● **Instructions for the task**: Word for word, print every entry below.

Records from a data source:
- - - - - - -

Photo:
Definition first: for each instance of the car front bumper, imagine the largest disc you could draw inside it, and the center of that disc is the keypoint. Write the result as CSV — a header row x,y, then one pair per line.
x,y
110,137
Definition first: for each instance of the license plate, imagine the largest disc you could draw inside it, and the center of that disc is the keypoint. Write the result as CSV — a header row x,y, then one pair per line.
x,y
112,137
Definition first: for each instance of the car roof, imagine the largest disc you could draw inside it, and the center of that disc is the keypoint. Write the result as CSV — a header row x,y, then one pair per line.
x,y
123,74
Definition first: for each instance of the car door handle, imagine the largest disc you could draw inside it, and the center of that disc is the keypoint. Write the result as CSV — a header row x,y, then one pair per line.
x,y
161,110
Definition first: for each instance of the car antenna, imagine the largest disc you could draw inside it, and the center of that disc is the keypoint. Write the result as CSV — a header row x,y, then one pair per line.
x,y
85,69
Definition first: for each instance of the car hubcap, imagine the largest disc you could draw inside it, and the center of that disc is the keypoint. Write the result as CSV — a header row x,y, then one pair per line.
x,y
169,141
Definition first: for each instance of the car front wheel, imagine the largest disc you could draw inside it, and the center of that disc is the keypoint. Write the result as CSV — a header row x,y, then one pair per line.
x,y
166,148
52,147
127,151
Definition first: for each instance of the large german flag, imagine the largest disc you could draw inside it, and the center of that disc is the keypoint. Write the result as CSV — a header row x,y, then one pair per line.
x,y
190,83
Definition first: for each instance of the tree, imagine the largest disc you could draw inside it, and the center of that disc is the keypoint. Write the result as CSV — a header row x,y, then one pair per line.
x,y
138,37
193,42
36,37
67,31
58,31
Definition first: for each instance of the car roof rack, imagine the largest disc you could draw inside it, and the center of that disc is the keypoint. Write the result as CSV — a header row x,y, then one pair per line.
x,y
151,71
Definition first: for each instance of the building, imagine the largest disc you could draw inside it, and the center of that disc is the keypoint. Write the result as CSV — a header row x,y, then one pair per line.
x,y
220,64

- - - - - - -

● **Result of this task**:
Photo:
Definition first: for each instance of the car front bumper, imagine the largest disc you could draw inside it, and the center of that disc is the keypoint. Write the result as CSV — a header row x,y, then one pair per line.
x,y
110,137
Definition first: for each instance of the license plate, imagine the largest disc you could draw inside it, and the center of that disc is the keypoint. Write the result as CSV — a header row x,y, then one pair per line.
x,y
112,137
Definition first: for each instance of the car roof, imagine the largest disc you could draw inside it, and the center of that disc is the keypoint. Write the result as CSV — a header row x,y, then one pair per line.
x,y
123,74
Definition first: for each instance of the car door handle, imagine the largest disc you could draw inside it, and the center of that disc is the keypoint. Write the result as CSV — a header row x,y, then one pair per line.
x,y
161,110
Definition first: for each instance of the car antenna, imagine the largest disc you could draw inside it, and the center of that disc is the keypoint. Write the result as CSV — a header row x,y, then one pair per line.
x,y
85,69
Definition first: for each instance of the car hubcap, imagine the largest disc you could draw inside it, and the center of that disc is the keypoint. Write the result as CSV — a header row x,y, then one pair per line.
x,y
169,141
Definition first: for each instance of the car front wheel, imagine the largest disc you could draw inside it, and the center of that disc is the keypoint. Write the result as CSV — a header row x,y, then one pair per line.
x,y
166,148
52,147
127,151
Definition first: for each instance of the large german flag, imagine the largest disc you could draw inside it, and the center of that disc is the keypoint. Write the result as CSV — a header row x,y, then one pair per line.
x,y
190,83
Definition first: for each instance of the tree, imagine the largest disc you could draw inside it, and the center of that disc is the keypoint. Write the result as CSV — a header row x,y, then one pair per line.
x,y
138,37
193,42
36,37
67,31
58,31
Definition first: for each instance of the car roof rack, imagine the largest disc you could draw inside it, and the center of that disc is the keypoint. Write the result as CSV — a header row x,y, then one pair per line.
x,y
151,71
Definition first: for each instance of the building, imagine the largest disc you could draw inside it, and the center of that disc is the keypoint. Write the result as CSV — a header row x,y, then one pair per line.
x,y
220,64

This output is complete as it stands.